One thing you can try is "error? try [set-modes port [no-delay: true]]".
This disables Nagle and in some situations can improve performance.
Don't use it for high-volume streaming though. For more information on
this and other "unexplainable" performance differences between
platforms, ask the Samba developers. They could tell you some stories
:-).
The REBOL network adaptation layer does not vary much by platform, not
enough to explain those differences. It is more likely that the
performance differences are the result of a problem in the script which,
together with high CPU use, interacts with differences in the paging and
scheduling algorithms of different operating systems, leading to
different performance. Other software which combine high CPU use with a
lot of I/O, e.g. compilers, often show similar performance variations.
> > SOme other news: Rebol seems to be inconsistent in its network behaviour. I
> > tested on Linux 2.4.x libc6, but Petr runs on 2.2.16 and observes CPU eating.
> > Shouldn't the same script run the same on all platforms?
Yes, it should, for the same input. If there are indeed differences then
chances are that the input to the script (perhaps its timing) is
different, and the script might have a race condition that triggers the
difference in behavior. Incorrectly handled errors (e.g. from ports
being closed in different order due to different timing) could explain
such problems.

__To do__
#1 Decide whether each statement below agrees with the REBOL networking excerpt, answering yes or no and quoting the words of the excerpt that settle it. (a) The no-delay setting is suited to high-volume streaming. (b) The REBOL network adaptation layer varies a great deal by platform. (c) The same script should run the same on all platforms, given the same input.
#2 Gather every line of the records that contains the word "diamond".

__The data__
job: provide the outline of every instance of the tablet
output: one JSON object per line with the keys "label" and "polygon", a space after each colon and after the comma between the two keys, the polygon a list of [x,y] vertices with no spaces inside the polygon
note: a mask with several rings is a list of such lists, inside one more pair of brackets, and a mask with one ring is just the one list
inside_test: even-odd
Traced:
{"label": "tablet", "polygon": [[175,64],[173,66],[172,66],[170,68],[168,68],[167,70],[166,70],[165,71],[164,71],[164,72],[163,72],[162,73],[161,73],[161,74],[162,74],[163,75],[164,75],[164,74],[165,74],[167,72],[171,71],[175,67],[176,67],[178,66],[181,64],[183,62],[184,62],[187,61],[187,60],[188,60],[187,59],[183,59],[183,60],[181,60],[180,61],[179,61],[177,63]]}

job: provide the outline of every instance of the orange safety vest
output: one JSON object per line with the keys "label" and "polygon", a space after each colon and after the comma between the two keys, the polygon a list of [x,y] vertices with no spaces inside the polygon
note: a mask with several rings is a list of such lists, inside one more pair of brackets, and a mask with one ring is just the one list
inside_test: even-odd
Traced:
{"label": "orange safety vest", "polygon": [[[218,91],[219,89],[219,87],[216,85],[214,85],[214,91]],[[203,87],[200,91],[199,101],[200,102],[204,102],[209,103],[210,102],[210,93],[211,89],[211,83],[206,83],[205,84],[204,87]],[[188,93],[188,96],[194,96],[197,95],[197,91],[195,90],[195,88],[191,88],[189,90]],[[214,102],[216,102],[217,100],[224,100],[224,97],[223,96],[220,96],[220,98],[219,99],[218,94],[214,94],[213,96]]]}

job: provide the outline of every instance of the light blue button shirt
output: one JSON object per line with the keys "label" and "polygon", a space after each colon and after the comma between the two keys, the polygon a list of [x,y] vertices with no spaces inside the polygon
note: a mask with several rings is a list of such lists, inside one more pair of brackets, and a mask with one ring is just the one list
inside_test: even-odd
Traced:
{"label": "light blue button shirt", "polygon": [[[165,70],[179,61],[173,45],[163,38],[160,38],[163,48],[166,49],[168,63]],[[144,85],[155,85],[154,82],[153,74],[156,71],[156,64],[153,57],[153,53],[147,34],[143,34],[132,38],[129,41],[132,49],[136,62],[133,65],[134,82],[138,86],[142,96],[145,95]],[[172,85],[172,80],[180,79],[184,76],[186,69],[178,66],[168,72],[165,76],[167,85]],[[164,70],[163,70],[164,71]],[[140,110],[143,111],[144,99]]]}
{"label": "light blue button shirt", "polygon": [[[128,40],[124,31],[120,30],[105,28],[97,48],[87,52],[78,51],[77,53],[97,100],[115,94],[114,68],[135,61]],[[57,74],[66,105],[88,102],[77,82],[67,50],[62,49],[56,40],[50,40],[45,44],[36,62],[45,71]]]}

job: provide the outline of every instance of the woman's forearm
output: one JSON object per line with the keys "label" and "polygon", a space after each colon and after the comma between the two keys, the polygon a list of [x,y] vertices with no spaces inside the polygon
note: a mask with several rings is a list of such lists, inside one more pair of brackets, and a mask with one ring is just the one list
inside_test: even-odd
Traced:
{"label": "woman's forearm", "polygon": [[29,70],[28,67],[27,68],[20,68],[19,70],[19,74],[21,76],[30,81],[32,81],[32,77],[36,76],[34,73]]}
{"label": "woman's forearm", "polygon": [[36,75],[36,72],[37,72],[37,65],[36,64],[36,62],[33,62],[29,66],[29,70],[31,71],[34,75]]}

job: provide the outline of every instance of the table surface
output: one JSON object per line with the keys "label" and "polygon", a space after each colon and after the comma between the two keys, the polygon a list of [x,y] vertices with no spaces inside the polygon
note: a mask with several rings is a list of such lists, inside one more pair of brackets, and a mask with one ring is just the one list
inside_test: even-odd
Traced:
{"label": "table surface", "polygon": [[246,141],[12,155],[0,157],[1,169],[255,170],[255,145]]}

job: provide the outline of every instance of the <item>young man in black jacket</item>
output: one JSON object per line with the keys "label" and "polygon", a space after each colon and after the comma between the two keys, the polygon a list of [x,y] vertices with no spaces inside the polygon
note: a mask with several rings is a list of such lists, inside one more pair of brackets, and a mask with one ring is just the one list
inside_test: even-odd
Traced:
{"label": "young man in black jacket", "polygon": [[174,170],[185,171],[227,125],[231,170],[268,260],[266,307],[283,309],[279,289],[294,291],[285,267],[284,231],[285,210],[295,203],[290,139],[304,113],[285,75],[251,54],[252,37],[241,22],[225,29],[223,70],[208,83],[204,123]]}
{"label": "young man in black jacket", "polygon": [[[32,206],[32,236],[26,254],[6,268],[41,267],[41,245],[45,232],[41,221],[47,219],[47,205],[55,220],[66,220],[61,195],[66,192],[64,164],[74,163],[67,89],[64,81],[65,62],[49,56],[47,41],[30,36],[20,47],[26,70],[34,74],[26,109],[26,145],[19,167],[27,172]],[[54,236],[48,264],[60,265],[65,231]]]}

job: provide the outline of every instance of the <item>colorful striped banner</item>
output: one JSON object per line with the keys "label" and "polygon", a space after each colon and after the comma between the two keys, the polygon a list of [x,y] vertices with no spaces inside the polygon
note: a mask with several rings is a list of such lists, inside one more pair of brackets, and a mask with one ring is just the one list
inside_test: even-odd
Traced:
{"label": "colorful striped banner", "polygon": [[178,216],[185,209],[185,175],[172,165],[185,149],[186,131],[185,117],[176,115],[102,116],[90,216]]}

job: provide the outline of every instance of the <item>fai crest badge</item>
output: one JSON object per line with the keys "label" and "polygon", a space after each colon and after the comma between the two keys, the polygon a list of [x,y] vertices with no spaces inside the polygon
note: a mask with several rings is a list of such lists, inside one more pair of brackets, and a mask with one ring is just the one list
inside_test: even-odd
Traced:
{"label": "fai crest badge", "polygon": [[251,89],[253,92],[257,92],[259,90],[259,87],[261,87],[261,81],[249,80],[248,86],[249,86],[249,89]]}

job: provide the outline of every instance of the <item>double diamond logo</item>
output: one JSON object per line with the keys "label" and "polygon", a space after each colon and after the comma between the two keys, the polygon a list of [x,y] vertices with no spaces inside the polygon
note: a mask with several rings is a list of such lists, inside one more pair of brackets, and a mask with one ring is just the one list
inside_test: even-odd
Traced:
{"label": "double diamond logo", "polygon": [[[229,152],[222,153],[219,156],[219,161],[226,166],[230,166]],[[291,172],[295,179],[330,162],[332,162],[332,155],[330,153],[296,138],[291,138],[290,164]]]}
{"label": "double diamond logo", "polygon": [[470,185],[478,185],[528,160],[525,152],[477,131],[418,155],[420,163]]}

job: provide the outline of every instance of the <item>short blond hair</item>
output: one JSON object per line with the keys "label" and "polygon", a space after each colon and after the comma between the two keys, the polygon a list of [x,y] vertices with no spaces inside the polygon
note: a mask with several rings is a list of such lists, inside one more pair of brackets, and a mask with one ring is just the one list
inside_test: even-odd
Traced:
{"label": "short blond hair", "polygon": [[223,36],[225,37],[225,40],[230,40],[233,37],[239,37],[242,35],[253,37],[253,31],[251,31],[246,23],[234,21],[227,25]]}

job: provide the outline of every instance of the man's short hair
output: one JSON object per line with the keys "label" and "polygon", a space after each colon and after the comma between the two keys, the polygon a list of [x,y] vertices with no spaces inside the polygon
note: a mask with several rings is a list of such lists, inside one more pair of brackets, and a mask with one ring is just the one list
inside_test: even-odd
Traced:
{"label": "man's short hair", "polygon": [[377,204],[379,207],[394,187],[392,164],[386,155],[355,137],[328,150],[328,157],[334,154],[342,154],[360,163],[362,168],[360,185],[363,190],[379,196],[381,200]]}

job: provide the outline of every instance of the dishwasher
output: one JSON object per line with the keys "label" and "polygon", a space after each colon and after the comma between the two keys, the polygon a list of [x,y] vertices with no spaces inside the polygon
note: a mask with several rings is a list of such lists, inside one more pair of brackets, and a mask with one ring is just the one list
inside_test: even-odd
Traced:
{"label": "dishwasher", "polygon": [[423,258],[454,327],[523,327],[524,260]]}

__Replies__
#1
(a) No: "Don't use it for high-volume streaming though."
(b) No: "The REBOL network adaptation layer does not vary much by platform"
(c) Yes: "Yes, it should, for the same input."

#2
job: provide the outline of every instance of the <item>double diamond logo</item>
{"label": "double diamond logo", "polygon": [[[229,152],[222,153],[219,156],[219,161],[226,166],[230,166]],[[291,172],[295,179],[330,162],[332,162],[332,155],[330,153],[296,138],[291,138],[290,164]]]}
{"label": "double diamond logo", "polygon": [[470,185],[478,185],[528,160],[525,152],[477,131],[418,155],[420,163]]}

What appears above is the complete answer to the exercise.